Your task:
Output every line of the entries below as a JSON list of strings, one string per line, leaving out blank lines and the pictures.

[Excerpts from pointing data]

---

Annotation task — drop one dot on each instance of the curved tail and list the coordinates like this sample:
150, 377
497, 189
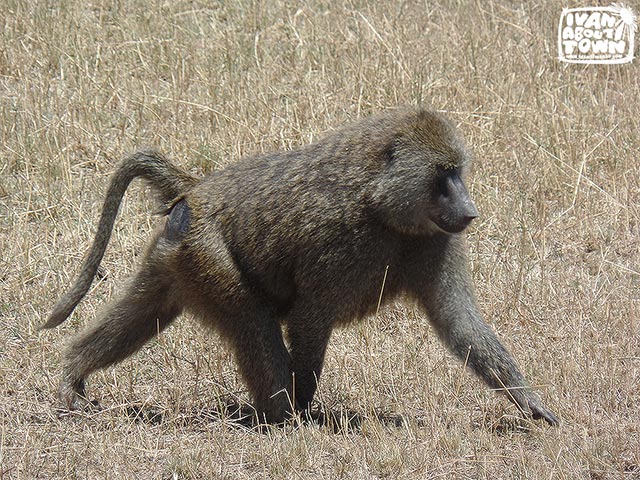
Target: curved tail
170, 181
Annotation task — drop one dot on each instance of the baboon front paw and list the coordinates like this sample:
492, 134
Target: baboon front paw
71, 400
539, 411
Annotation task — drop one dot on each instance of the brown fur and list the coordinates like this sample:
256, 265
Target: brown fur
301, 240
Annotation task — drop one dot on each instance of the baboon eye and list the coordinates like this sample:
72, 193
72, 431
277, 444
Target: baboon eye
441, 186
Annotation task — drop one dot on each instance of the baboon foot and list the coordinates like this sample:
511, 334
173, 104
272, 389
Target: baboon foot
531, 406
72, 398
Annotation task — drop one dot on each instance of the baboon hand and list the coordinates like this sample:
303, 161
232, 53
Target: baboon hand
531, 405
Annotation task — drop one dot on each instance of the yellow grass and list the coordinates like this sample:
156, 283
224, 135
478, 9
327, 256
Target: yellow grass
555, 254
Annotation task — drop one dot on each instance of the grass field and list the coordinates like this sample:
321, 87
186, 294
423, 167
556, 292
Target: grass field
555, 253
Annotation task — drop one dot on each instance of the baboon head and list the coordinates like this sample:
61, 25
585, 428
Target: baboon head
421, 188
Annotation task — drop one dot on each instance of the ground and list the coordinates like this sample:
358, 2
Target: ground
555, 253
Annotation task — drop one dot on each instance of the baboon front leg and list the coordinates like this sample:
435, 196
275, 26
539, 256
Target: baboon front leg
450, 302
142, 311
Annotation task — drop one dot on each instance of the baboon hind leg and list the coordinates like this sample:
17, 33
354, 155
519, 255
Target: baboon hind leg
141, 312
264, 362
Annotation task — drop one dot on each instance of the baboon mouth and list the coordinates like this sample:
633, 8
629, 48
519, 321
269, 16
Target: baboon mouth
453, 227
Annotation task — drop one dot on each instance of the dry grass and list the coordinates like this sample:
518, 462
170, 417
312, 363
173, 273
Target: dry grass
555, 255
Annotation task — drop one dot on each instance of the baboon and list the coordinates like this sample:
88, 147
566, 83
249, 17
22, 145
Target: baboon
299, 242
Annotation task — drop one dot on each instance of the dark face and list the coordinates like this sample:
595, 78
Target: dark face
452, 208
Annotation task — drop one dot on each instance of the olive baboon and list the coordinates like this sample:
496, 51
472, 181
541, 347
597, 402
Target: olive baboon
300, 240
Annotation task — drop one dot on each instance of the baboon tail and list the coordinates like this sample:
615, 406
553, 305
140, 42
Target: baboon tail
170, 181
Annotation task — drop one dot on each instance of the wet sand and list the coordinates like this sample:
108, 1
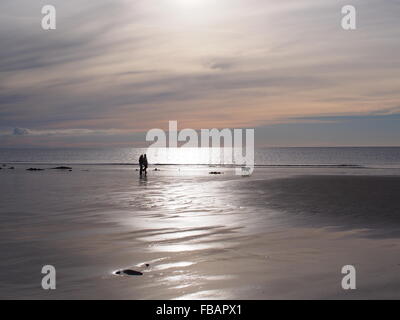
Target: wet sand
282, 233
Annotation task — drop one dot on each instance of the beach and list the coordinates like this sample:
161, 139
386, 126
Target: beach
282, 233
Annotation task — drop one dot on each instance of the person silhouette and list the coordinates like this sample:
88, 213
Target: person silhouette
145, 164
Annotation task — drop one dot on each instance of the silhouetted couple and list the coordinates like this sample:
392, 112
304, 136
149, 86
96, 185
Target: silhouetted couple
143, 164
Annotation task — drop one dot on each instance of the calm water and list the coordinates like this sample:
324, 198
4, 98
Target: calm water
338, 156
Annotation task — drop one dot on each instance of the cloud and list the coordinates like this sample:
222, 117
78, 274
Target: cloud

---

Full solution:
[
  "Annotation task — drop one dot on each instance of the curved tail and list the coordinates like this sample:",
  "150, 377",
  "497, 189",
  "Target: curved tail",
  "170, 181",
  "Annotation task — drop one dot on each instance of the baboon front paw and list the coordinates like this sample:",
  "492, 134",
  "Target: baboon front paw",
  "71, 400",
  "539, 411",
  "Annotation task — drop one dot on each instance of the brown fur and list the coordinates like this sample:",
  "256, 265",
  "Target: brown fur",
  "301, 240",
  "Annotation task — drop one dot on each instance of the baboon eye and list the coordinates like this sample:",
  "72, 193",
  "72, 431",
  "277, 444",
  "Target: baboon eye",
  "441, 186",
  "Annotation task — drop one dot on each instance of the baboon foot and list the coordinates like this sample:",
  "511, 334",
  "173, 104",
  "272, 389",
  "Target: baboon foot",
  "531, 406",
  "72, 398",
  "Annotation task — drop one dot on each instance of the baboon hand and list the coordinates like this sample:",
  "303, 161",
  "232, 53",
  "Target: baboon hand",
  "531, 405",
  "Annotation task — drop one dot on each instance of the yellow grass and list the coordinates like this sample:",
  "156, 283",
  "224, 135",
  "478, 9",
  "327, 256",
  "Target: yellow grass",
  "555, 254",
  "Annotation task — drop one dot on each instance of the grass field and list the coordinates like this sample:",
  "321, 87",
  "186, 294",
  "423, 167",
  "556, 292",
  "Target: grass field",
  "555, 253",
  "Annotation task — drop one dot on each instance of the baboon head and list the coordinates like this sample:",
  "61, 25",
  "585, 428",
  "Target: baboon head",
  "421, 188",
  "Annotation task — drop one dot on each instance of the ground and list the coordinates like this sample:",
  "358, 2",
  "Target: ground",
  "555, 253",
  "Annotation task — drop one dot on each instance of the baboon front leg and list the coordinates like this sample:",
  "435, 196",
  "275, 26",
  "539, 256",
  "Target: baboon front leg",
  "450, 302",
  "142, 311",
  "Annotation task — drop one dot on each instance of the baboon hind leg and list the coordinates like this sample:",
  "17, 33",
  "354, 155",
  "519, 255",
  "Target: baboon hind leg",
  "141, 312",
  "264, 362",
  "Annotation task — drop one dot on each instance of the baboon mouth and list the coordinates like this sample:",
  "633, 8",
  "629, 48",
  "519, 321",
  "269, 16",
  "Target: baboon mouth",
  "453, 227",
  "Annotation task — drop one dot on each instance of the dry grass and list the coordinates like this sample:",
  "518, 462",
  "170, 417",
  "312, 363",
  "173, 273",
  "Target: dry grass",
  "555, 255",
  "Annotation task — drop one dot on each instance of the baboon and list the coordinates like this sample:",
  "88, 147",
  "566, 83",
  "249, 17",
  "22, 145",
  "Target: baboon",
  "299, 242",
  "Annotation task — drop one dot on each instance of the dark face and list the coordinates like this sample:",
  "595, 78",
  "Target: dark face",
  "452, 208",
  "Annotation task — drop one dot on each instance of the olive baboon and list the coordinates like this sample:",
  "496, 51",
  "472, 181",
  "541, 347",
  "597, 402",
  "Target: olive baboon",
  "300, 240",
  "Annotation task — drop one dot on each instance of the baboon tail and list the coordinates like this sample:",
  "615, 406",
  "553, 305",
  "140, 42",
  "Target: baboon tail",
  "170, 181",
  "Annotation task — drop one dot on each instance of the wet sand and list the coordinates like this sample:",
  "108, 1",
  "Target: wet sand",
  "282, 233",
  "Annotation task — drop one dot on each instance of the beach and list the coordinates like this sample:",
  "161, 139",
  "386, 126",
  "Target: beach",
  "282, 233",
  "Annotation task — drop one dot on each instance of the person silhouette and list the coordinates like this sample:",
  "88, 213",
  "Target: person silhouette",
  "145, 164",
  "Annotation task — drop one dot on each instance of the silhouetted couple and list the coordinates like this sample:",
  "392, 112",
  "304, 136",
  "149, 86",
  "96, 185",
  "Target: silhouetted couple",
  "143, 164",
  "Annotation task — drop one dot on each instance of the calm water and list the coordinates like this sample:",
  "324, 198",
  "4, 98",
  "Target: calm water",
  "338, 156",
  "Annotation task — drop one dot on each instance of the cloud and list the coordinates like this sample:",
  "222, 117",
  "78, 274",
  "Target: cloud"
]